[Entries from a labeling collection]
>> begin
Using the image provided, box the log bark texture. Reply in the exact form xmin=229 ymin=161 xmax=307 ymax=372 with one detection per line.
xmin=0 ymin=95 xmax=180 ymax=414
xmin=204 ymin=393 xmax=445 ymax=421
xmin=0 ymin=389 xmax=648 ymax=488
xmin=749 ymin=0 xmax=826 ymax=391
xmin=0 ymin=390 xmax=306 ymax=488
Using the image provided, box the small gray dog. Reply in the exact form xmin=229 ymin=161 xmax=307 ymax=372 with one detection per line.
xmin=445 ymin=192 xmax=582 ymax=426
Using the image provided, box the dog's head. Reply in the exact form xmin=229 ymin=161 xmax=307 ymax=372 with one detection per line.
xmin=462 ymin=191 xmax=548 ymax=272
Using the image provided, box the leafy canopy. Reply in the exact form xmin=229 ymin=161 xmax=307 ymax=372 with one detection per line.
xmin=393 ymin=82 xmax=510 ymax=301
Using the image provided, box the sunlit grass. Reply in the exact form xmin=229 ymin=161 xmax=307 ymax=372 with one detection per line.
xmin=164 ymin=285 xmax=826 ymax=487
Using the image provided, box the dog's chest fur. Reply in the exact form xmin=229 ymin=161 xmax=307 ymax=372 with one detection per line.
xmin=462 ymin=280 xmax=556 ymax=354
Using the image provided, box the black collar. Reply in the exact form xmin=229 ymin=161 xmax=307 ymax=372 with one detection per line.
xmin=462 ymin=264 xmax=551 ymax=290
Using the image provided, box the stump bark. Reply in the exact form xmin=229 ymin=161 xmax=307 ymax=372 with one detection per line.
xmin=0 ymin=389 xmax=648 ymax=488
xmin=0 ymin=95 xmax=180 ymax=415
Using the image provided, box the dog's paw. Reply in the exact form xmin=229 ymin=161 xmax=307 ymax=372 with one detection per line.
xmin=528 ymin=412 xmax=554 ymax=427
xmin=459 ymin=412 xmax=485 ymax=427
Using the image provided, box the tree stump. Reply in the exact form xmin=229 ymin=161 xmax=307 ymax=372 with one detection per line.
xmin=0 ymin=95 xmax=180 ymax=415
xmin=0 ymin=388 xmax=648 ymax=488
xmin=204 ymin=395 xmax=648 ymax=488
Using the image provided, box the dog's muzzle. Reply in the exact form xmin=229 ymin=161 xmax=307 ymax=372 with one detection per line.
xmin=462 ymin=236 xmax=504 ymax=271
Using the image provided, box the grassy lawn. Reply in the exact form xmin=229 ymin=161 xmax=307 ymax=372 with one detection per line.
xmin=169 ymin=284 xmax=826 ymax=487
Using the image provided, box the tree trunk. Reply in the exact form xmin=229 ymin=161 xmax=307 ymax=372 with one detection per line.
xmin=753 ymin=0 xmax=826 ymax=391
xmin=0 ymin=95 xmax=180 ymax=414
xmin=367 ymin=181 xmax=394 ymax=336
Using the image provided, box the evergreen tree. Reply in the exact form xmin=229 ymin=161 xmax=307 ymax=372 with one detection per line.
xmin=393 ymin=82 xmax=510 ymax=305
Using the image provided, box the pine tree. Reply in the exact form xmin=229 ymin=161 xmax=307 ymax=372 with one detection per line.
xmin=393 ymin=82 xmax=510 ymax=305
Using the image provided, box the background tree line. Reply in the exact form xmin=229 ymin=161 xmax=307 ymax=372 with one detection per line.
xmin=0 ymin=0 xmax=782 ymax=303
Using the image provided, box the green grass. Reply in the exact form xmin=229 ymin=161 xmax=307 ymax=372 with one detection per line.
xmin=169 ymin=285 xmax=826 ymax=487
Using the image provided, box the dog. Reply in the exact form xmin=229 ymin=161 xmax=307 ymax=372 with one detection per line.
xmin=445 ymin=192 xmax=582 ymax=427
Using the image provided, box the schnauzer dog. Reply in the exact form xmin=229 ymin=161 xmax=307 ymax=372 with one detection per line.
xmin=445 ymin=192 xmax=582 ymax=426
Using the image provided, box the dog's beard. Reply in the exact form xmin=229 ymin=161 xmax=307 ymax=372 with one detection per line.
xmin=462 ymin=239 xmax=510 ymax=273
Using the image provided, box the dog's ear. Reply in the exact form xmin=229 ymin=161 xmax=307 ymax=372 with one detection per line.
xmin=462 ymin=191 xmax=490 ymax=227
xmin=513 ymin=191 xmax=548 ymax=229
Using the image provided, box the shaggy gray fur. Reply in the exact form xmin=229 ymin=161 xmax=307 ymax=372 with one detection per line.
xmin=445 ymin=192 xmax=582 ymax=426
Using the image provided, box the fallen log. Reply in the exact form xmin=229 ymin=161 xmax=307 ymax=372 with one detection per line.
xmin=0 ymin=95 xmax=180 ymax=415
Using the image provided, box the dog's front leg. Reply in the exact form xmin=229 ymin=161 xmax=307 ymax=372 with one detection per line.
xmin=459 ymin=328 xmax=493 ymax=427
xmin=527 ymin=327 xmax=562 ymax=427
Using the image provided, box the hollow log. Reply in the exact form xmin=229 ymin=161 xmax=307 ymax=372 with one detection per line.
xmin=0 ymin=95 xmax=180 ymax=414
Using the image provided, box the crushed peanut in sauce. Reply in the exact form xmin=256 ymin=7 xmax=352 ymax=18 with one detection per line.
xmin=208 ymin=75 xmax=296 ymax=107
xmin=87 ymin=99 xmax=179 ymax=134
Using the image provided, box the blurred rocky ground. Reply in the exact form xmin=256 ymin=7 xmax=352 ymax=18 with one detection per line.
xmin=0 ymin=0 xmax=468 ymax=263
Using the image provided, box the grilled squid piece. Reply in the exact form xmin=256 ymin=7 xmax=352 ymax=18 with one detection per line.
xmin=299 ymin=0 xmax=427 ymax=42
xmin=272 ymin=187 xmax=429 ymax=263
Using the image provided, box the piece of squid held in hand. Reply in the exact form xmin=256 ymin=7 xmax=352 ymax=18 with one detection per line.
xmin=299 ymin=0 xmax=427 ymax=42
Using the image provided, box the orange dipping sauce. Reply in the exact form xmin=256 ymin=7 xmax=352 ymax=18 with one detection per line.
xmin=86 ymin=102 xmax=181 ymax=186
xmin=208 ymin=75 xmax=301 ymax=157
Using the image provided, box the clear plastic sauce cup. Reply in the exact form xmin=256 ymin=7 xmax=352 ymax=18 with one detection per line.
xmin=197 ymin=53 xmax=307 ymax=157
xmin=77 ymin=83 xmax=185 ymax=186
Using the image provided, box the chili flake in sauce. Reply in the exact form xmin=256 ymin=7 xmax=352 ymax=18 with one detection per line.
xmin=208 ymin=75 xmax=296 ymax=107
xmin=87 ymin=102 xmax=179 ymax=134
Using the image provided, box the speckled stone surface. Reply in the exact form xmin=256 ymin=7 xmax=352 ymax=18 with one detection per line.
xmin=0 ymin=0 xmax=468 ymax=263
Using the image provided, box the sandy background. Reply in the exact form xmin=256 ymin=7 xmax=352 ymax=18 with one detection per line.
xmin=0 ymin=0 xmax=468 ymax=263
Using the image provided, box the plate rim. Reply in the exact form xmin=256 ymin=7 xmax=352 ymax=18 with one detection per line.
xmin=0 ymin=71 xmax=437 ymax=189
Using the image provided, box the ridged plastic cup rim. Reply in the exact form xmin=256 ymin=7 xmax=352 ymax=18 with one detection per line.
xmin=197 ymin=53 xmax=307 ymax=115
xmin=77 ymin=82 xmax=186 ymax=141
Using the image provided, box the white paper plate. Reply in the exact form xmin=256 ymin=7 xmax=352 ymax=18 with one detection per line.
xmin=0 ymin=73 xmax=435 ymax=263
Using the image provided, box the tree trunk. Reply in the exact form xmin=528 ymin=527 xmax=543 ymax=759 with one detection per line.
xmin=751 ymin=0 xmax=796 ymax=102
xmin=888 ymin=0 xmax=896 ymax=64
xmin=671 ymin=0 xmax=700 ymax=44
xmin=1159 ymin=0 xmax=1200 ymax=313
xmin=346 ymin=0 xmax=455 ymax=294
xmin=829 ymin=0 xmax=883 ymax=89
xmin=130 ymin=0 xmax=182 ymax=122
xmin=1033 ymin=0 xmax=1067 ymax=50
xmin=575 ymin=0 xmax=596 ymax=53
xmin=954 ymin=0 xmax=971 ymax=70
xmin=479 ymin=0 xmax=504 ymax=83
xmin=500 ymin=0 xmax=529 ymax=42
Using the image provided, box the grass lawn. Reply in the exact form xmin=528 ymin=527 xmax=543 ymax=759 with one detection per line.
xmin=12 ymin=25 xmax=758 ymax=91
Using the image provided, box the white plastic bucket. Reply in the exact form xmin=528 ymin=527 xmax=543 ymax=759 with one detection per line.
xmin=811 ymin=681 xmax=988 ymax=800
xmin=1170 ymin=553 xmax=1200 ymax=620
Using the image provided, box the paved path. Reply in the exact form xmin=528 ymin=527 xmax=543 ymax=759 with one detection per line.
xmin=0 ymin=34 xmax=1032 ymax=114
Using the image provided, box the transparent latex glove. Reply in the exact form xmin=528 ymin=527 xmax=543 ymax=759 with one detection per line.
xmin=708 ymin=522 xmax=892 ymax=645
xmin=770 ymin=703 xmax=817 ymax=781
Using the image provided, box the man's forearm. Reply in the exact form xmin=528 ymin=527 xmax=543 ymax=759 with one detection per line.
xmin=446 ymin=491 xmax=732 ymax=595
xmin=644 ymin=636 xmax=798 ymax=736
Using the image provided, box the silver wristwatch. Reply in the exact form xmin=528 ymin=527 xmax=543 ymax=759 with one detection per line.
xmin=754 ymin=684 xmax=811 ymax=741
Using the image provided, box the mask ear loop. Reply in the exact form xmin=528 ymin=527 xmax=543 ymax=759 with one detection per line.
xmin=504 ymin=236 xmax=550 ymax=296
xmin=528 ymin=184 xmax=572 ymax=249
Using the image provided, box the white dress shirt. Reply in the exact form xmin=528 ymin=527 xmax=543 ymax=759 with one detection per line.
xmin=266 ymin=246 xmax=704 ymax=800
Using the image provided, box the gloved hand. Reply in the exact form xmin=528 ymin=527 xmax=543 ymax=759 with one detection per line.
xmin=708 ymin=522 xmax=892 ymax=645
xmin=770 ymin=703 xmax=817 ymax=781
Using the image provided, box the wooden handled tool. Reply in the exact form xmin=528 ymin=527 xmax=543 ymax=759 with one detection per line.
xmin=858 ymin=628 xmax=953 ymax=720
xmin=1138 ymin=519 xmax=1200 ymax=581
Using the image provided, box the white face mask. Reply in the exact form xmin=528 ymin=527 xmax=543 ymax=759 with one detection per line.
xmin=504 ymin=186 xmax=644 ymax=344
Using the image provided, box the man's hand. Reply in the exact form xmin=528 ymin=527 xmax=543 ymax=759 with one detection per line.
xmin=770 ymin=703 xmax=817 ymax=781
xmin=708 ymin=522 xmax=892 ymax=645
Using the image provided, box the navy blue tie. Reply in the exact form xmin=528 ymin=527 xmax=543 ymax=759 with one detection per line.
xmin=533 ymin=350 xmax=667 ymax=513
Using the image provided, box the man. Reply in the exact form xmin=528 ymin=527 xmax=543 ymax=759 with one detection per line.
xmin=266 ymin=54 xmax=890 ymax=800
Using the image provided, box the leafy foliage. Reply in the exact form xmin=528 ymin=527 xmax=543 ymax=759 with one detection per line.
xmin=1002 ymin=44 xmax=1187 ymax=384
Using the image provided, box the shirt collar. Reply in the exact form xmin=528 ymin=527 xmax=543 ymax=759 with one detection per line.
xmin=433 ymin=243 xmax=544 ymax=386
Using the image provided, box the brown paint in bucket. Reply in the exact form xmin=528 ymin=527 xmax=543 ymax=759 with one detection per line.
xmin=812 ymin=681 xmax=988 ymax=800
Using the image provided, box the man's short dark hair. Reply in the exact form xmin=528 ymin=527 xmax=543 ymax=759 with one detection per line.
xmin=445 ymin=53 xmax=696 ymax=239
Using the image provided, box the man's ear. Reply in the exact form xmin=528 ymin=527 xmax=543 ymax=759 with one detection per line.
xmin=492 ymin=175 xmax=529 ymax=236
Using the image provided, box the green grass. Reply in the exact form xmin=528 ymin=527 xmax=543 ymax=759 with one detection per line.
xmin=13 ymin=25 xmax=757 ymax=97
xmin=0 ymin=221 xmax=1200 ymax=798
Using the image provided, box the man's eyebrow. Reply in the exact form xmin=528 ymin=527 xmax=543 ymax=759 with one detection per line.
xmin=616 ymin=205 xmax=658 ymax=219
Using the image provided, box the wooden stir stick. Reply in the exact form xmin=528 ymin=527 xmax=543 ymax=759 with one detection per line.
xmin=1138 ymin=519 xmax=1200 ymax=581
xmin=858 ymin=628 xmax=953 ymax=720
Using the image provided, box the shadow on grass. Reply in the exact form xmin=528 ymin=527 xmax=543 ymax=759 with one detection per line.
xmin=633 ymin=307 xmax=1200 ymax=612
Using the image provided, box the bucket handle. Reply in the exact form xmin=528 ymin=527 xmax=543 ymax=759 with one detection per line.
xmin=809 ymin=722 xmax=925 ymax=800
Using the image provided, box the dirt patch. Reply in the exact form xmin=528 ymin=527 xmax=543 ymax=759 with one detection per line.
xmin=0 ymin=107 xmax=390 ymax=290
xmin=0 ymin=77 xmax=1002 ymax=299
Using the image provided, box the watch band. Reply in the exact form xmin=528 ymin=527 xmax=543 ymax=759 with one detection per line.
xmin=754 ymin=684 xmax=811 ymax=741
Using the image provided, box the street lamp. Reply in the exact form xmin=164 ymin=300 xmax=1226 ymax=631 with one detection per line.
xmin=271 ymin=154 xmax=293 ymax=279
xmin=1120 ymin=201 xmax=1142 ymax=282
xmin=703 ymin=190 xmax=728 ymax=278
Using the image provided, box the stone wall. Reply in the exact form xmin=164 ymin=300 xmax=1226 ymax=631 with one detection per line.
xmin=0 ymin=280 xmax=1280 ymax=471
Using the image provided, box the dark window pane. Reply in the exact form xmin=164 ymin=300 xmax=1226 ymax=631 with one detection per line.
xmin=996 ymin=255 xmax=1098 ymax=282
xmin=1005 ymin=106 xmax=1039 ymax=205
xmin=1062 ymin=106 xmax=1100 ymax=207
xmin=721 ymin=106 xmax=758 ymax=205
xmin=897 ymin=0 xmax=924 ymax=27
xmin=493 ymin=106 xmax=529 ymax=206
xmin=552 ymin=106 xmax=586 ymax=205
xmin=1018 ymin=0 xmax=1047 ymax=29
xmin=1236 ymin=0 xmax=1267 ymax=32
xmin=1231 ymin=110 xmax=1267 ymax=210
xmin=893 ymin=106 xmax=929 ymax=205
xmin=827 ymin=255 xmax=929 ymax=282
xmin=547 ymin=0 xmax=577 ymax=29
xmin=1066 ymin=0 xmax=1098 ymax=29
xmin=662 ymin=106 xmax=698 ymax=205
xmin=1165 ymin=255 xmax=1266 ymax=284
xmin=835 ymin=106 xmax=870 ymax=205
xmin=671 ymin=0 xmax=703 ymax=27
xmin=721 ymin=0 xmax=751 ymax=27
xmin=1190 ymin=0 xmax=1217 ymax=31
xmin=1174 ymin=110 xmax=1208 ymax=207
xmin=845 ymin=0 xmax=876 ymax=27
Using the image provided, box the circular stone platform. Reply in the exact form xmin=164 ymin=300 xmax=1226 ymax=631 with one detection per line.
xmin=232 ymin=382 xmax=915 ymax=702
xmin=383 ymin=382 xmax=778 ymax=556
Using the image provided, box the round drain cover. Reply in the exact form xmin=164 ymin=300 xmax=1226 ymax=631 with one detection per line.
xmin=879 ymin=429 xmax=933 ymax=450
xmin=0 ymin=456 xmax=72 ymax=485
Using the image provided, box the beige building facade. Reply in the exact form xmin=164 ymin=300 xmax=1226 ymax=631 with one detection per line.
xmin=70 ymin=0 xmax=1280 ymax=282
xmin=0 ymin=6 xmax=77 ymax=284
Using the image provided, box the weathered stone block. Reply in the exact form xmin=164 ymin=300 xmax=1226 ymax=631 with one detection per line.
>> end
> _Exercise directions_
Present the entries from the start through the line containing "xmin=393 ymin=82 xmax=510 ymax=301" as a Markdown table with the columns "Row" and "Line", leaving out any blank lines.

> _Output for this exercise_
| Row | Line |
|---|---|
| 1 | Using the image provided, box the log bark texture. Reply in the exact form xmin=229 ymin=161 xmax=307 ymax=372 with one detection per line. |
| 2 | xmin=0 ymin=95 xmax=180 ymax=414 |
| 3 | xmin=204 ymin=393 xmax=445 ymax=421 |
| 4 | xmin=0 ymin=389 xmax=648 ymax=488 |
| 5 | xmin=749 ymin=0 xmax=826 ymax=391 |
| 6 | xmin=0 ymin=390 xmax=306 ymax=488 |
| 7 | Using the image provided, box the small gray dog. Reply in the exact form xmin=229 ymin=161 xmax=307 ymax=372 with one detection per line. |
| 8 | xmin=445 ymin=192 xmax=582 ymax=426 |
| 9 | Using the image provided, box the dog's head. Reply in the exact form xmin=229 ymin=161 xmax=307 ymax=372 with one detection per line. |
| 10 | xmin=462 ymin=191 xmax=548 ymax=272 |
| 11 | Using the image provided, box the leafy canopy. Reply in the exact form xmin=229 ymin=161 xmax=307 ymax=372 with one detection per line. |
| 12 | xmin=393 ymin=82 xmax=510 ymax=301 |